(Problem statement): Can you rescale the material below, from the line with "compact form (645,369)." up to and including the last line, by rewriting every line in full with each answer point coordinate multiplied by 1.95 and rounded to a whole number (halves up)? Leave the pictures out and return only those lines.

(Collection entries):
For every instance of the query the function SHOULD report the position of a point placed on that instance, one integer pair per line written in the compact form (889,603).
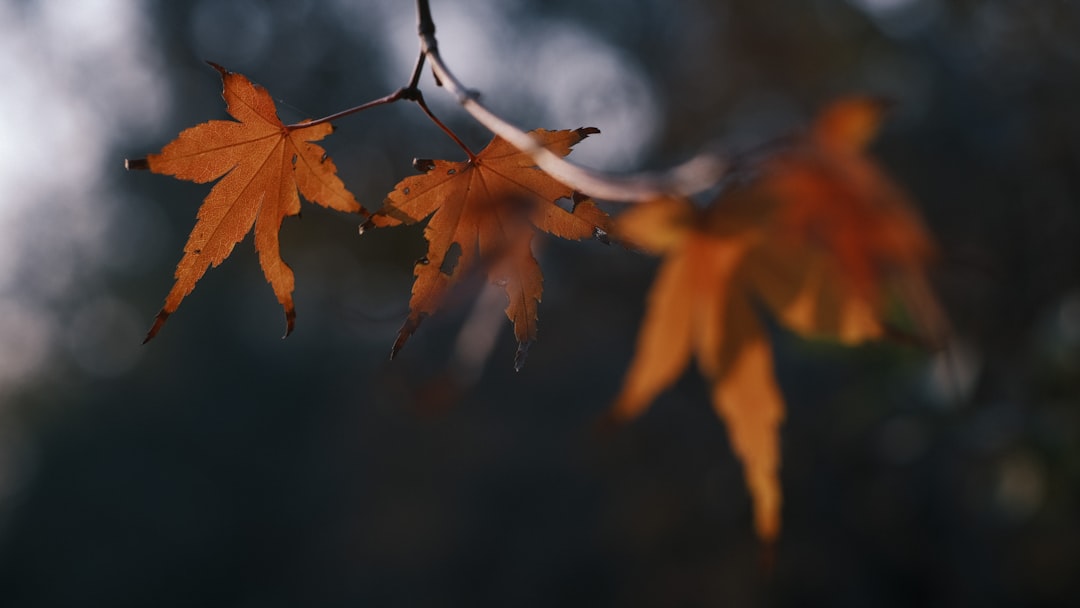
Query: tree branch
(698,174)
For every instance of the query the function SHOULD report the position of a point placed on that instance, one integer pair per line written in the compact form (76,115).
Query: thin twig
(693,176)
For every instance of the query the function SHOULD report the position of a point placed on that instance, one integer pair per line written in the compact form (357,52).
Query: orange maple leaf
(820,239)
(488,207)
(264,163)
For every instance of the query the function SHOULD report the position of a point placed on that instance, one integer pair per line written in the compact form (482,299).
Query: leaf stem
(395,96)
(700,173)
(418,97)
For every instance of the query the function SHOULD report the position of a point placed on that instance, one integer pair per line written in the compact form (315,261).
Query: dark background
(219,465)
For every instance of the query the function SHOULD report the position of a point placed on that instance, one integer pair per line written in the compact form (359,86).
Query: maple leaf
(265,163)
(486,210)
(820,239)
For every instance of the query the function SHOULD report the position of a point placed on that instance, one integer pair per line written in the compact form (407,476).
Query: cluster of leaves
(813,234)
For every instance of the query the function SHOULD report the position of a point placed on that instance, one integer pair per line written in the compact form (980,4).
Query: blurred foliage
(223,467)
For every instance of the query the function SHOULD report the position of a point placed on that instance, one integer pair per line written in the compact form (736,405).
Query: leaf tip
(289,322)
(403,335)
(521,354)
(136,164)
(158,322)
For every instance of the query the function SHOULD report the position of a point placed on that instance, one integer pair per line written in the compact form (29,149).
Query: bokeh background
(220,465)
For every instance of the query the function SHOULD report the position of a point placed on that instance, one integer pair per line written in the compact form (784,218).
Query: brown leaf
(487,210)
(819,238)
(261,164)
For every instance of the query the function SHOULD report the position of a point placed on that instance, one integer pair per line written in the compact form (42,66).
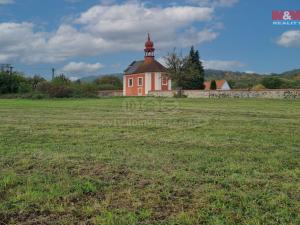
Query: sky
(92,37)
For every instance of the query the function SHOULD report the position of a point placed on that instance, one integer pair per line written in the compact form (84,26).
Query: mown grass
(150,161)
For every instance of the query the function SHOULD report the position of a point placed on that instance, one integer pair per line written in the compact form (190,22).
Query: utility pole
(53,73)
(11,70)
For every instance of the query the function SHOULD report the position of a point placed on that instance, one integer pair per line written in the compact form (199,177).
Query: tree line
(17,85)
(186,72)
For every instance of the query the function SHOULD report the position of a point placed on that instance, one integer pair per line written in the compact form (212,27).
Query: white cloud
(222,64)
(3,2)
(214,3)
(289,38)
(82,68)
(106,29)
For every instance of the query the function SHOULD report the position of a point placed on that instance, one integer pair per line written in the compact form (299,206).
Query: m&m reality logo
(286,17)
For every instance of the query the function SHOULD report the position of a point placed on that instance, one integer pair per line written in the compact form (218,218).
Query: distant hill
(237,80)
(90,79)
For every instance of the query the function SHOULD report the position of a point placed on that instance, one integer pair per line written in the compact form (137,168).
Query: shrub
(213,85)
(109,83)
(258,87)
(13,83)
(272,82)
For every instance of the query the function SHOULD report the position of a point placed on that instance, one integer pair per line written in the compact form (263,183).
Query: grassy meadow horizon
(149,161)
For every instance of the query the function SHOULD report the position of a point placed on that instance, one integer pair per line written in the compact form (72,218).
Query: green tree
(35,81)
(213,85)
(109,82)
(272,82)
(61,80)
(194,71)
(175,64)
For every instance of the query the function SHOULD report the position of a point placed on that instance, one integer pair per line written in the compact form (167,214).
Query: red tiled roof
(219,83)
(144,67)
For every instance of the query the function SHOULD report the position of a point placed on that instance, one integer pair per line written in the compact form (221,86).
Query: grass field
(150,161)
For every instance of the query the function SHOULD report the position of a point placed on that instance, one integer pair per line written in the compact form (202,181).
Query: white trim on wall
(147,82)
(170,85)
(157,81)
(140,85)
(130,79)
(124,85)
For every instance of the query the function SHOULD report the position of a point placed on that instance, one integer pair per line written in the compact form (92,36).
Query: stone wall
(271,94)
(109,93)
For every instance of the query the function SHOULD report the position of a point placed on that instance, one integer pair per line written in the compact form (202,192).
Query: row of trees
(59,87)
(187,72)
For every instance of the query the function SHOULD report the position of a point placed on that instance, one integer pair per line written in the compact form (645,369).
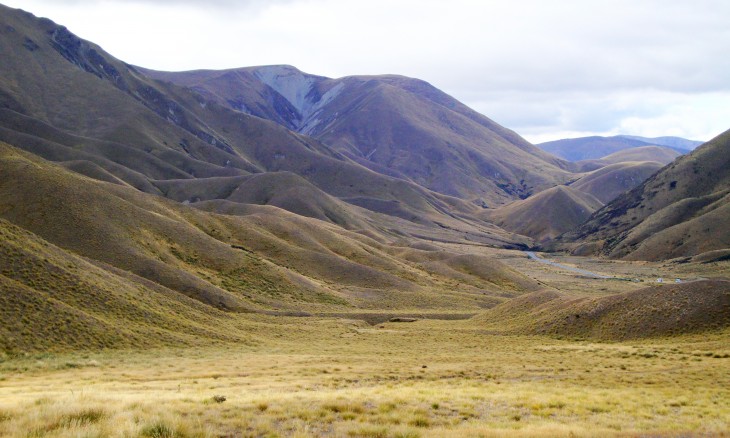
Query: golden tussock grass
(327,378)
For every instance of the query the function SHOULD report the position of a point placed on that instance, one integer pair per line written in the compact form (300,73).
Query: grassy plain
(338,377)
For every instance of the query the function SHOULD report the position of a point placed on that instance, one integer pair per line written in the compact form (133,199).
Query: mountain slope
(681,211)
(595,147)
(608,182)
(547,214)
(391,124)
(694,307)
(262,260)
(67,100)
(672,142)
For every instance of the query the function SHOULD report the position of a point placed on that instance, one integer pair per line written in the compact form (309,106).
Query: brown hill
(608,182)
(67,100)
(650,312)
(391,124)
(680,211)
(659,154)
(264,260)
(547,214)
(595,147)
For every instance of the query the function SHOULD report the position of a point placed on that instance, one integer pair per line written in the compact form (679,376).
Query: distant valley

(The result):
For every instance of the query the function SHOULD report the position of a point placed on that instance, one integer pair per line written in the compact form (645,369).
Query: golden tussock grass
(638,737)
For every instance of the query the function SHOULD report the position of a point placed on that instance, one integer pair per line written in the compact form (300,73).
Query: grassy plain
(659,735)
For every instance of the query the function SHOULD report the position of a point placed on that instance, one integer pair per line written in the compact form (133,199).
Query: mountain slope
(1328,411)
(1160,287)
(1186,355)
(1067,417)
(762,242)
(1353,599)
(511,507)
(131,195)
(1310,277)
For every instance of the query the function SHOULD report the position of a point placed on that instance, one integer pair per line written in the compact form (309,106).
Query: brown hill
(1186,355)
(131,195)
(1268,608)
(762,242)
(1326,411)
(1285,300)
(515,507)
(1067,417)
(1160,287)
For every instance of the query the function SHOULD report the position of a point placed on that instance, one integer pair per line written in the compact form (679,376).
Query: distant valley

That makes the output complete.